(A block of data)
►

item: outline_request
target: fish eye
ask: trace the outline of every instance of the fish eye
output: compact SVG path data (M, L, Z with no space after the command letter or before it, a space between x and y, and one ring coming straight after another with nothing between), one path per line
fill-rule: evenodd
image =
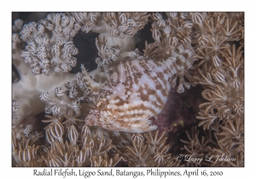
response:
M99 101L96 106L97 106L97 107L102 109L106 107L106 103L104 101Z

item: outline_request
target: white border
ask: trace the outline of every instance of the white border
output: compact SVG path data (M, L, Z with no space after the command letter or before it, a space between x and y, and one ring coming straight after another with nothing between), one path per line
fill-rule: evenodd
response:
M13 11L244 11L245 12L245 167L242 168L201 168L207 170L221 170L223 177L238 178L255 176L256 145L255 131L255 13L253 5L248 1L236 0L181 0L181 1L3 1L1 4L1 177L33 178L33 168L11 167L11 12ZM89 168L86 168L89 170ZM91 169L94 170L97 169ZM145 170L146 168L130 168ZM161 168L163 170L193 170L196 168ZM103 169L102 169L103 170ZM128 169L127 169L128 170ZM53 176L57 177L57 176ZM124 176L125 177L125 176ZM152 176L152 178L155 176ZM170 176L169 176L170 177ZM171 176L172 177L172 176ZM198 178L190 177L190 178ZM203 176L201 176L203 177ZM220 177L220 176L219 176ZM58 178L61 178L58 177ZM61 178L63 178L61 176ZM96 177L95 177L96 178ZM106 177L107 178L107 177ZM113 177L112 177L113 178ZM128 178L128 177L126 177ZM133 178L130 176L129 178ZM251 177L253 178L253 177Z

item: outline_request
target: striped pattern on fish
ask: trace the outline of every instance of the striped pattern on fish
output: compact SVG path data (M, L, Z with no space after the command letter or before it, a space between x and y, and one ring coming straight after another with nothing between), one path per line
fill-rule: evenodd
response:
M191 46L180 44L170 58L162 61L126 58L93 92L95 105L85 124L136 133L157 129L148 118L162 111L171 90L172 77L191 66L193 56Z

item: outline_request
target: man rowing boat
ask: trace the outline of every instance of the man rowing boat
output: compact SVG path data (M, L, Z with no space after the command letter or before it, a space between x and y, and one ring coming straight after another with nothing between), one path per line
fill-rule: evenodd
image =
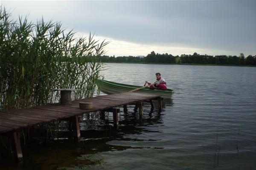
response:
M153 85L149 86L150 89L152 90L154 89L166 90L167 89L166 83L165 79L161 77L161 74L160 73L156 73L156 76L157 77L157 80L153 83ZM148 82L147 81L146 81L146 83L148 83L148 85L151 85L151 83Z

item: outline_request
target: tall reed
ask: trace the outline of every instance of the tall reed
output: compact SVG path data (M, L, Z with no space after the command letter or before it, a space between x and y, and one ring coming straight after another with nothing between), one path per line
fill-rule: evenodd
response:
M76 88L76 98L91 96L102 64L94 57L108 44L76 36L59 23L17 21L0 7L0 109L52 102L51 88Z

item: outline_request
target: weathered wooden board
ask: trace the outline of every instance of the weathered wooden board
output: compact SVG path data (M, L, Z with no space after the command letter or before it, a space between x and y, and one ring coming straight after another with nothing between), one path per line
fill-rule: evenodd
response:
M48 105L0 112L0 133L160 97L157 95L126 92L75 100L71 105ZM79 102L92 102L93 107L80 109Z

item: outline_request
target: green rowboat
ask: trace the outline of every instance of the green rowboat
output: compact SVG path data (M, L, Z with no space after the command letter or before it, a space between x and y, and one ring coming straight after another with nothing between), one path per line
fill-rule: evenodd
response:
M97 85L98 88L101 91L108 94L129 91L140 87L140 86L137 85L118 83L105 80L98 80ZM169 99L172 96L173 91L172 89L166 90L151 90L149 88L145 88L136 92L148 94L158 94L161 95L163 98Z

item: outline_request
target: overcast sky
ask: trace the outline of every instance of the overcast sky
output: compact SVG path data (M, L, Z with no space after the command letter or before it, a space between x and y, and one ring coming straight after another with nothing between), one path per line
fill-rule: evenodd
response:
M107 54L256 55L256 0L6 1L18 18L60 21L110 41Z

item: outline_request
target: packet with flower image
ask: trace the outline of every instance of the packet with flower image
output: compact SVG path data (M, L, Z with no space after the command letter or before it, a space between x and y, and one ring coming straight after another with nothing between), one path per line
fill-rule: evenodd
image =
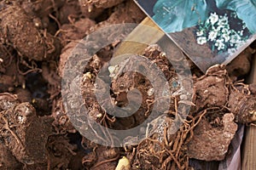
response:
M135 0L203 71L256 38L255 0Z

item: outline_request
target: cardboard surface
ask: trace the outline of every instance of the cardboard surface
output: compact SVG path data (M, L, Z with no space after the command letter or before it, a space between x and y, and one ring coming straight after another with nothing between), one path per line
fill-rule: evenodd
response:
M204 72L215 64L228 64L256 38L238 17L241 8L253 8L245 3L237 12L227 9L229 3L218 8L215 0L135 2Z

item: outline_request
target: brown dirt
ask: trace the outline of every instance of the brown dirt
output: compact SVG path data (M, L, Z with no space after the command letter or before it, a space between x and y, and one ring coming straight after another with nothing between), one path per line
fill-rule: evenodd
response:
M139 23L144 17L131 0L0 0L0 169L114 169L123 156L131 169L189 169L192 159L225 157L236 123L256 120L256 86L241 80L250 71L253 47L227 67L212 66L205 75L189 61L194 81L192 102L184 94L173 94L169 110L163 111L166 118L153 122L150 126L156 131L139 144L102 146L86 139L71 123L61 95L61 76L78 42L104 26ZM117 40L92 56L79 85L94 120L110 128L129 129L148 116L155 89L148 77L137 72L109 72L104 65L119 43ZM173 54L183 55L180 51ZM158 45L148 46L143 57L160 68L171 92L180 89L177 74ZM132 69L133 62L119 66ZM113 117L102 110L93 92L104 90L94 86L100 70L115 77L99 81L111 82L114 105L129 105L129 97L139 100L137 91L128 91L140 90L142 105L134 115ZM191 105L187 117L178 116L177 105ZM173 133L177 119L183 123ZM146 130L150 131L141 129ZM125 139L133 144L133 139ZM216 150L220 145L224 147Z

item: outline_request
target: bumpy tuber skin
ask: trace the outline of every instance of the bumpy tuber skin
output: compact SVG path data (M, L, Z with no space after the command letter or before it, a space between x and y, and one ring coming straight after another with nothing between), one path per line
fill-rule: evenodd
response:
M43 36L23 8L1 3L0 38L11 44L20 56L30 60L46 60L55 51L54 37Z
M96 8L108 8L110 7L116 6L117 4L122 3L124 0L79 0L82 6L84 5L92 5Z
M23 165L45 166L45 144L51 133L51 119L38 117L33 106L20 104L16 95L0 94L0 138L3 147Z
M201 120L189 144L189 157L205 161L224 160L237 130L234 118L232 113L225 114L223 127L218 128L212 127L206 119Z

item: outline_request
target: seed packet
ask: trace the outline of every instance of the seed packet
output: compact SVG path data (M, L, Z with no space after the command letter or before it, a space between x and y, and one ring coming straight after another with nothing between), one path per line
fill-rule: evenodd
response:
M135 0L203 71L228 64L256 32L255 0Z

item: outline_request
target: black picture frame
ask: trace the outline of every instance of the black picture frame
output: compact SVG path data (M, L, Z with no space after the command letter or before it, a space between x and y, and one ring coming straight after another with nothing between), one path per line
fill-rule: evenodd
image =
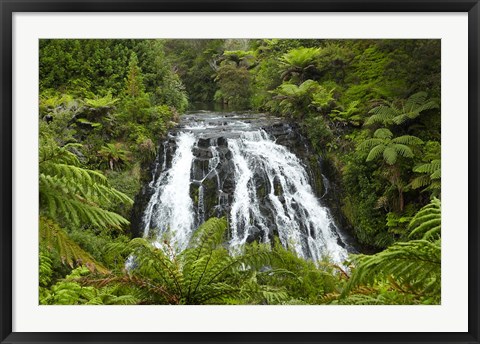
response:
M479 343L478 0L0 0L1 343ZM15 12L465 12L468 13L468 332L460 333L33 333L12 332L12 16Z

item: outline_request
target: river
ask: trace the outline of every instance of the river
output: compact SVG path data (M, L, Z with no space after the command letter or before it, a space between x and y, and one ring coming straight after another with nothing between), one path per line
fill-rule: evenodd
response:
M186 114L159 146L144 188L140 234L183 250L201 223L225 216L232 252L278 236L300 257L341 263L351 248L322 203L328 181L308 150L280 118Z

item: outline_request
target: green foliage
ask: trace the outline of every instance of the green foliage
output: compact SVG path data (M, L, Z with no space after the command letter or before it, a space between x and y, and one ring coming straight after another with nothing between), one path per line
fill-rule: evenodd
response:
M280 58L283 80L302 83L316 71L316 59L320 55L318 48L297 48L288 51Z
M438 196L441 188L441 160L434 159L429 163L420 164L413 168L413 172L421 173L412 179L410 185L413 189L425 188L431 191L432 195Z
M253 245L245 247L243 253L230 255L223 246L226 228L224 219L209 219L181 253L168 243L158 248L145 239L133 239L121 249L123 256L133 257L126 275L84 282L127 285L142 295L142 303L148 304L232 304L254 295L264 301L283 299L283 290L255 283L258 269L271 261L272 252Z
M92 256L83 250L75 241L73 241L67 232L60 228L54 221L40 217L39 231L40 245L50 252L55 251L60 256L63 264L67 264L71 268L75 265L83 265L91 271L98 270L106 272L106 268L95 261ZM48 284L51 278L52 261L46 255L40 255L40 285Z
M327 91L313 80L306 80L300 86L283 83L271 93L274 98L267 106L292 118L305 118L312 108L327 112L333 102L332 91Z
M365 287L367 304L387 303L439 304L441 288L440 201L434 198L411 219L408 242L399 242L377 254L354 256L354 270L341 297L359 302ZM372 295L376 297L372 297ZM353 298L352 298L353 296Z
M356 257L356 267L343 296L359 285L374 285L381 278L400 293L415 295L420 302L440 301L440 240L412 240L396 243L372 256Z
M417 118L424 111L437 109L438 107L436 100L427 99L426 92L418 92L411 95L406 101L400 102L400 104L391 102L387 105L374 107L369 111L372 115L365 121L365 125L376 123L401 125Z
M251 95L250 72L243 64L223 61L215 74L219 90L215 100L239 108L248 108Z
M409 229L411 232L409 237L437 240L440 238L441 222L441 203L438 198L433 198L410 221Z
M95 288L82 286L77 280L89 274L86 267L73 270L65 280L57 282L49 289L43 289L40 294L42 305L131 305L138 299L125 290L113 287Z
M80 167L69 147L59 147L51 140L40 144L41 214L53 220L60 218L75 225L86 223L100 228L128 224L128 220L105 208L113 202L133 201L111 188L101 173Z
M128 163L130 152L123 149L120 142L115 144L107 143L99 151L98 155L113 171L114 168L119 169L122 165Z

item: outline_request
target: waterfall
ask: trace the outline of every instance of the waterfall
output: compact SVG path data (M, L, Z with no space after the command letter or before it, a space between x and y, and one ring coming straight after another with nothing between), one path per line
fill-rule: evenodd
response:
M171 167L163 144L163 171L150 184L144 236L166 235L184 249L197 226L210 216L226 216L232 252L278 236L300 257L341 263L345 245L304 163L267 133L264 122L237 117L187 120L176 133Z

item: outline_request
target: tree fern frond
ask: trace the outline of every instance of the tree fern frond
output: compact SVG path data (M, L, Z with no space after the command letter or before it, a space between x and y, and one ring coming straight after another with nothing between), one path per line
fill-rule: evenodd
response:
M423 143L421 139L411 135L403 135L403 136L396 137L392 140L392 142L403 144L403 145L420 145Z
M373 137L377 139L391 139L393 137L393 134L387 128L380 128L375 130L375 133L373 133Z
M372 150L370 150L370 153L368 153L366 161L372 161L377 159L379 156L381 156L384 153L385 149L386 149L385 145L382 145L382 144L373 147Z
M381 145L383 143L384 143L384 141L382 139L377 139L377 138L367 139L367 140L361 142L357 146L357 150L363 150L363 151L368 150L368 149L371 149L372 147Z
M393 147L386 147L383 150L383 160L389 165L393 165L397 162L397 155L397 151Z
M390 276L405 292L440 294L440 241L397 243L372 256L356 256L356 268L342 297L358 285L372 285Z

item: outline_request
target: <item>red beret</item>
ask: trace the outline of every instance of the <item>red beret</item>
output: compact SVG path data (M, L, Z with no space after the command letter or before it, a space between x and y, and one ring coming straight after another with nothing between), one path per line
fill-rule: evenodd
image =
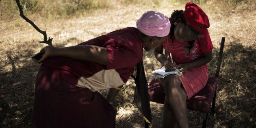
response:
M195 30L201 32L210 27L208 17L198 6L192 2L186 4L183 16L186 22Z

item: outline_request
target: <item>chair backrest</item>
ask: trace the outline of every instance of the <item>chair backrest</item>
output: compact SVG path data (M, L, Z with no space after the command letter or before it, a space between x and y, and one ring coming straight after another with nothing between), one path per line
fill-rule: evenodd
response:
M217 69L216 69L216 73L215 74L215 77L219 78L219 70L221 64L221 60L222 59L222 54L223 53L223 49L224 49L224 44L225 43L225 37L222 37L221 39L221 47L219 49L219 58L218 59L218 62L217 64Z

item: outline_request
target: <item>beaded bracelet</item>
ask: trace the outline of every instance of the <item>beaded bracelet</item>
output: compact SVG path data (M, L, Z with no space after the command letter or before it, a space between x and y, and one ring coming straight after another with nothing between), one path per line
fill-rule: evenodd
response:
M115 87L115 88L117 89L117 90L121 90L121 88L119 88L118 87Z

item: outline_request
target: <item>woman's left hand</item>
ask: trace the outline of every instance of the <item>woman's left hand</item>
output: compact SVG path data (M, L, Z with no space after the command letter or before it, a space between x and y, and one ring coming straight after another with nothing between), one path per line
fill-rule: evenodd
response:
M179 69L182 74L184 74L187 72L187 66L185 64L178 64L177 66L177 69Z

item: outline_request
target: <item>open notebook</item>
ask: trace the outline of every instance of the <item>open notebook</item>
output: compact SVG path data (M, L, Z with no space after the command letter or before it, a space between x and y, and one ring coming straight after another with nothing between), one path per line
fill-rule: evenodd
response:
M156 79L159 78L164 78L169 74L176 74L177 75L183 75L182 72L179 69L176 69L174 71L165 72L165 67L163 66L162 68L157 70L154 70L152 72L153 74L151 76L153 79Z

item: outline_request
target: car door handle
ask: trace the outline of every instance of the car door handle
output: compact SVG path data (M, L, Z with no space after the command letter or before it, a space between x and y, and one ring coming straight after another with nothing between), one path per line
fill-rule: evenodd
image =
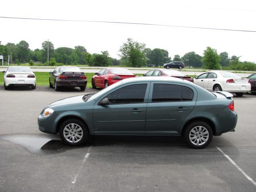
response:
M133 109L132 110L131 110L132 112L142 112L143 111L143 110L142 109Z
M183 108L183 107L179 107L178 109L176 109L176 110L178 111L186 111L188 110L188 108Z

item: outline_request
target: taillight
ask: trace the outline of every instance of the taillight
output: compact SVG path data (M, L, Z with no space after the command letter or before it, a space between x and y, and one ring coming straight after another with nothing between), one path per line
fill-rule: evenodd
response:
M7 74L6 75L6 77L15 77L15 76L13 74Z
M65 75L59 75L59 78L60 79L68 79L68 77Z
M234 80L232 79L228 79L226 81L227 83L234 83Z
M114 75L114 77L113 77L113 80L120 80L120 79L122 79L122 77L120 76L118 76L117 75Z
M81 79L86 79L86 75L81 75L79 77L79 78Z
M35 75L30 74L30 75L28 75L28 78L34 78L35 77L36 77L36 76L35 76Z
M234 101L232 101L232 102L231 102L231 103L230 103L229 105L228 105L228 107L231 110L232 110L232 111L234 111Z

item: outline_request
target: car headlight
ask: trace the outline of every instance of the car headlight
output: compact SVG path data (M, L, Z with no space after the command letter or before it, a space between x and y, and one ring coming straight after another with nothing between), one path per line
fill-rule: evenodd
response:
M51 115L54 111L54 110L52 108L46 108L43 111L42 116L44 117L48 117Z

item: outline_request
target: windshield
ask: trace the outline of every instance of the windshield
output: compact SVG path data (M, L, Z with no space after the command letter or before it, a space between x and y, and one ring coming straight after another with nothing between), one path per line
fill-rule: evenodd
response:
M110 69L110 73L112 74L129 74L133 75L133 74L126 69Z
M234 73L231 73L230 72L228 72L227 71L221 71L220 72L220 73L222 75L223 77L239 77L240 78L238 75L234 74Z
M60 69L60 72L82 72L82 71L79 67L62 67Z
M170 76L185 76L185 75L181 72L176 70L171 70L168 69L167 70L162 70L163 72L165 73L166 75Z
M105 93L107 93L108 91L109 91L112 89L113 89L115 87L119 86L120 84L122 84L122 81L120 81L118 82L114 83L114 84L112 84L111 85L110 85L106 88L105 88L104 89L102 89L102 90L99 91L98 93L92 95L88 99L88 101L90 101L92 99L94 99L94 100L96 100L98 97L102 95L104 95Z
M12 67L9 68L9 72L31 72L32 70L29 67Z

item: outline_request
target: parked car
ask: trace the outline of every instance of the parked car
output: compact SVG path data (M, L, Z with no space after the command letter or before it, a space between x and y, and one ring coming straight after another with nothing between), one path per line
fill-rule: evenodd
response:
M248 78L250 80L250 83L251 84L251 92L253 93L256 93L256 73L254 73L249 76Z
M87 84L86 76L78 67L58 67L49 73L50 87L54 86L56 91L60 87L79 87L81 91L84 91Z
M122 80L136 76L126 69L105 68L95 73L92 78L92 86L94 89L96 87L105 88Z
M194 83L209 91L234 93L238 97L251 90L249 79L242 78L236 74L224 71L204 73L196 77Z
M170 76L194 82L194 78L192 77L187 77L179 71L173 69L154 69L149 71L146 74L143 74L143 76Z
M185 64L181 61L173 61L169 63L164 64L164 68L168 69L169 68L178 68L182 69L185 67Z
M234 130L232 96L174 77L129 78L94 94L52 103L38 122L40 130L59 132L71 146L90 135L183 135L190 146L200 148L213 135Z
M12 66L2 72L4 73L4 89L14 86L28 86L32 89L36 88L36 75L29 67Z

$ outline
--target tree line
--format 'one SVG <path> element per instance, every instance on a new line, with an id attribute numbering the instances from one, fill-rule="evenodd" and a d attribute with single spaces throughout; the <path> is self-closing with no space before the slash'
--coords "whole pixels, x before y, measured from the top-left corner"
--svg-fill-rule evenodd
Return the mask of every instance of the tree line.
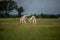
<path id="1" fill-rule="evenodd" d="M 17 10 L 18 15 L 10 15 L 9 12 L 12 12 L 12 10 Z M 0 1 L 0 18 L 20 18 L 22 16 L 22 12 L 24 11 L 23 7 L 18 7 L 17 2 L 13 0 L 2 0 Z M 59 18 L 60 14 L 35 14 L 34 16 L 36 18 Z"/>

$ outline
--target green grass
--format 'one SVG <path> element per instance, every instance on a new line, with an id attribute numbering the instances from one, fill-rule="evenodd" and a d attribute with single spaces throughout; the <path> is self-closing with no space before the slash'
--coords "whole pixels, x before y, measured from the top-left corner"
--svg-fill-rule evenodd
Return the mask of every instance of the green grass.
<path id="1" fill-rule="evenodd" d="M 60 19 L 39 18 L 37 24 L 21 24 L 18 18 L 1 18 L 0 40 L 60 40 Z"/>

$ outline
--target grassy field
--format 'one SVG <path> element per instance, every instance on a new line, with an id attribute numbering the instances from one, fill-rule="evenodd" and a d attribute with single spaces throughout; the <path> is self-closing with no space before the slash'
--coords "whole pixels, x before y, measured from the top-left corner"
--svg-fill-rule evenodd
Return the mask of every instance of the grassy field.
<path id="1" fill-rule="evenodd" d="M 19 18 L 0 18 L 0 40 L 60 40 L 60 19 L 21 24 Z"/>

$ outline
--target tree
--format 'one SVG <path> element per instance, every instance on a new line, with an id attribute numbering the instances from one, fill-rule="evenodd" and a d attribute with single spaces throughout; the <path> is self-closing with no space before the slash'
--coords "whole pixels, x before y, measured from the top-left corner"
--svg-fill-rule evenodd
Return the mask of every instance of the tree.
<path id="1" fill-rule="evenodd" d="M 12 12 L 13 9 L 17 8 L 17 3 L 13 0 L 11 1 L 0 1 L 0 12 L 4 11 L 6 16 L 9 16 L 9 12 Z"/>
<path id="2" fill-rule="evenodd" d="M 17 11 L 18 11 L 18 17 L 21 17 L 22 16 L 22 12 L 24 11 L 23 7 L 19 7 L 17 8 Z"/>

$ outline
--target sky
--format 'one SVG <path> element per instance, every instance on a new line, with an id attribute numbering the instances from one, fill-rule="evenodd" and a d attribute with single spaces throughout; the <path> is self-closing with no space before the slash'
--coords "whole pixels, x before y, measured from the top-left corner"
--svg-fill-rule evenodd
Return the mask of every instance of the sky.
<path id="1" fill-rule="evenodd" d="M 29 13 L 48 13 L 60 14 L 60 0 L 14 0 L 17 5 L 24 8 L 23 14 Z M 13 13 L 17 13 L 15 10 Z"/>

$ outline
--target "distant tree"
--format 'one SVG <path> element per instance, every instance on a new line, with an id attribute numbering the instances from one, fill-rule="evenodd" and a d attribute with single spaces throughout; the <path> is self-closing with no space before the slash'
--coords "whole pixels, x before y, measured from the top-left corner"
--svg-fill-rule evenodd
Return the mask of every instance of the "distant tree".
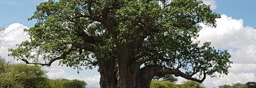
<path id="1" fill-rule="evenodd" d="M 248 88 L 256 88 L 256 82 L 247 82 L 245 83 L 246 85 L 248 86 Z"/>
<path id="2" fill-rule="evenodd" d="M 178 79 L 176 78 L 173 75 L 167 74 L 160 76 L 155 76 L 154 79 L 160 80 L 160 81 L 170 81 L 172 82 L 175 82 L 178 81 Z"/>
<path id="3" fill-rule="evenodd" d="M 46 71 L 39 66 L 11 64 L 8 71 L 12 73 L 15 81 L 23 87 L 43 87 L 48 85 Z"/>
<path id="4" fill-rule="evenodd" d="M 227 75 L 232 63 L 227 51 L 194 39 L 199 23 L 216 27 L 220 17 L 201 0 L 48 0 L 29 18 L 37 20 L 25 30 L 30 40 L 10 55 L 44 66 L 99 66 L 103 88 L 149 87 L 166 74 L 202 83 Z"/>
<path id="5" fill-rule="evenodd" d="M 150 88 L 179 88 L 178 85 L 169 81 L 152 80 Z"/>
<path id="6" fill-rule="evenodd" d="M 9 64 L 2 57 L 0 57 L 0 88 L 22 88 L 23 85 L 15 81 L 14 75 L 8 71 Z"/>
<path id="7" fill-rule="evenodd" d="M 71 81 L 66 83 L 64 85 L 64 88 L 85 88 L 86 83 L 84 81 L 74 79 Z"/>
<path id="8" fill-rule="evenodd" d="M 224 85 L 219 87 L 220 88 L 248 88 L 248 86 L 244 85 L 243 83 L 237 83 L 233 84 L 231 85 Z"/>
<path id="9" fill-rule="evenodd" d="M 180 88 L 204 88 L 205 87 L 201 83 L 198 83 L 194 81 L 187 81 L 183 82 L 180 85 Z"/>

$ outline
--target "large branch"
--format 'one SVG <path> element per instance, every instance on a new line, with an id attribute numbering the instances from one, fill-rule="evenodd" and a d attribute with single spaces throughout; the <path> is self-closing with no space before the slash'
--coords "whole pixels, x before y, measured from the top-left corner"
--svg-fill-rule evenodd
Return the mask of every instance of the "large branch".
<path id="1" fill-rule="evenodd" d="M 57 57 L 56 58 L 54 58 L 52 59 L 50 59 L 50 61 L 48 63 L 31 63 L 31 62 L 29 62 L 27 59 L 21 59 L 21 60 L 25 62 L 26 64 L 34 64 L 34 65 L 42 65 L 42 66 L 50 66 L 52 65 L 52 63 L 53 62 L 54 62 L 56 60 L 59 60 L 59 59 L 65 59 L 66 55 L 69 55 L 70 53 L 70 52 L 74 50 L 74 49 L 70 47 L 68 49 L 68 50 L 65 52 L 64 52 L 59 57 Z"/>
<path id="2" fill-rule="evenodd" d="M 196 78 L 194 78 L 192 75 L 186 74 L 178 69 L 170 69 L 170 68 L 167 68 L 162 66 L 157 66 L 157 65 L 145 66 L 141 69 L 141 75 L 142 76 L 141 78 L 144 79 L 145 81 L 147 81 L 147 80 L 151 79 L 154 76 L 172 74 L 172 75 L 174 75 L 176 77 L 178 77 L 178 76 L 182 77 L 188 80 L 192 80 L 198 83 L 202 83 L 206 77 L 206 73 L 204 73 L 202 79 L 198 79 Z M 150 81 L 145 81 L 145 82 L 150 83 Z"/>

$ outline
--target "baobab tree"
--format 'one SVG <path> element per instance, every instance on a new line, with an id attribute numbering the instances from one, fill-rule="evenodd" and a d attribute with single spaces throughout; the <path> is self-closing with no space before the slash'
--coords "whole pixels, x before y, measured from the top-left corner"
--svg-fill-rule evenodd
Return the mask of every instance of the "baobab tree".
<path id="1" fill-rule="evenodd" d="M 37 20 L 25 30 L 30 40 L 9 55 L 43 66 L 98 66 L 102 88 L 148 88 L 166 74 L 202 83 L 227 75 L 232 63 L 227 51 L 195 41 L 199 23 L 214 27 L 219 17 L 198 0 L 49 0 L 29 19 Z"/>

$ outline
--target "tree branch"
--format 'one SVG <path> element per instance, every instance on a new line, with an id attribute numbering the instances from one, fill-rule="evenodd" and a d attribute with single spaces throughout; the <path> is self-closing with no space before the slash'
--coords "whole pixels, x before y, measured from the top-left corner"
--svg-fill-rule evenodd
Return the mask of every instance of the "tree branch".
<path id="1" fill-rule="evenodd" d="M 166 74 L 173 74 L 176 77 L 182 77 L 188 80 L 194 81 L 198 83 L 202 83 L 206 77 L 206 73 L 203 73 L 203 77 L 202 79 L 198 79 L 192 77 L 192 75 L 184 73 L 176 69 L 171 69 L 167 68 L 162 66 L 157 65 L 148 65 L 145 66 L 141 69 L 141 75 L 146 75 L 147 77 L 144 77 L 145 78 L 151 78 L 152 79 L 154 76 L 166 75 Z M 145 75 L 147 74 L 147 75 Z"/>
<path id="2" fill-rule="evenodd" d="M 21 60 L 24 61 L 26 64 L 40 65 L 42 66 L 46 66 L 46 66 L 50 66 L 52 65 L 52 63 L 53 62 L 54 62 L 55 61 L 65 59 L 66 55 L 69 55 L 72 50 L 74 50 L 74 49 L 69 47 L 66 51 L 65 51 L 62 53 L 62 55 L 61 55 L 60 57 L 57 57 L 56 58 L 54 58 L 54 59 L 50 60 L 50 61 L 48 63 L 30 63 L 27 59 L 21 59 Z"/>

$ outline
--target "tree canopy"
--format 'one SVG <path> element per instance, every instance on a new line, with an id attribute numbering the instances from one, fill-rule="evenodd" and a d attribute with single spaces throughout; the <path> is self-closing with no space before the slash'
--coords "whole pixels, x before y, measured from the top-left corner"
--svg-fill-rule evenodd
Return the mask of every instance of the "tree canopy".
<path id="1" fill-rule="evenodd" d="M 198 0 L 49 0 L 29 19 L 37 20 L 25 30 L 30 40 L 10 55 L 27 64 L 99 66 L 102 87 L 139 87 L 131 82 L 165 74 L 202 83 L 227 75 L 232 63 L 227 51 L 195 41 L 199 23 L 214 27 L 219 17 Z"/>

◄

**JOB**
Extract, word for word, the lines running from the start of the block through the line containing "M99 101L96 106L97", and leave the pictures out of your answer.

**THE COMPLETED TASK**
item: outline_request
target: fish eye
ask: trace the outline of every instance of the fish eye
output: compact SVG path data (M, L, Z with no space after the command letter or before it, a space between x and y, and one ring coming straight after another with nothing between), one path per line
fill-rule: evenodd
image =
response:
M99 101L96 106L97 106L97 107L102 109L106 107L106 103L104 101Z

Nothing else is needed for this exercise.